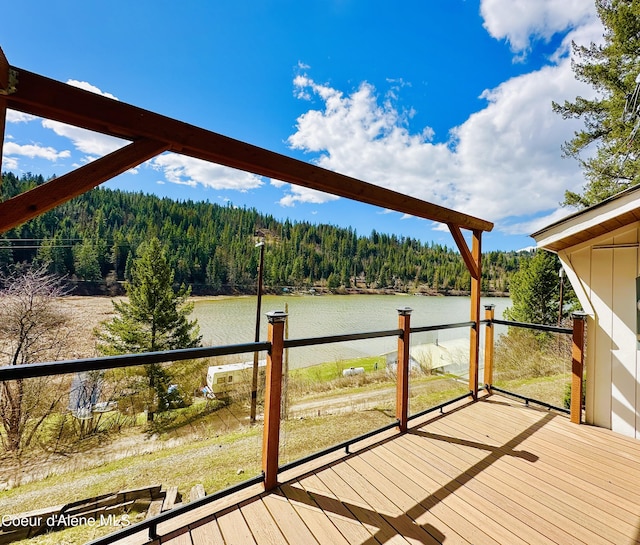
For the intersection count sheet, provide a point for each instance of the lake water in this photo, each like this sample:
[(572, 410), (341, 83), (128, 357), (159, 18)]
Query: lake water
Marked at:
[(231, 320)]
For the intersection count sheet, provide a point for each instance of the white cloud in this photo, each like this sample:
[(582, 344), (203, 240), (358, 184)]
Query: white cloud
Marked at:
[(91, 143), (14, 116), (9, 163), (89, 87), (522, 21), (504, 161), (298, 194), (34, 150), (180, 169)]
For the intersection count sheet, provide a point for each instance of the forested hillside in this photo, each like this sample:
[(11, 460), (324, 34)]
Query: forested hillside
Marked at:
[(93, 239)]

# WHAT THE TASK ASKS
Give back each entry exactly as it appears. Leave pictures out.

# RESPONSE
For the intersection count sheet, provide a point for each instance of the lake water in this photo, each like this sample:
[(572, 410), (341, 83), (128, 357), (159, 18)]
Query: lake water
Marked at:
[(231, 320)]
For the intersection count sheet, provide a point for each instance of the white cloud in this photo, each like this sample:
[(582, 344), (203, 240), (358, 184)]
Query: white cloud
Marked at:
[(91, 143), (14, 116), (9, 163), (89, 87), (522, 21), (504, 161), (298, 194), (34, 150), (180, 169)]
For the intersection count sheet, provide a point for each instance of the forested hillside in this photo, each like this sample:
[(11, 460), (324, 34)]
Query: forested hillside
Marked at:
[(93, 239)]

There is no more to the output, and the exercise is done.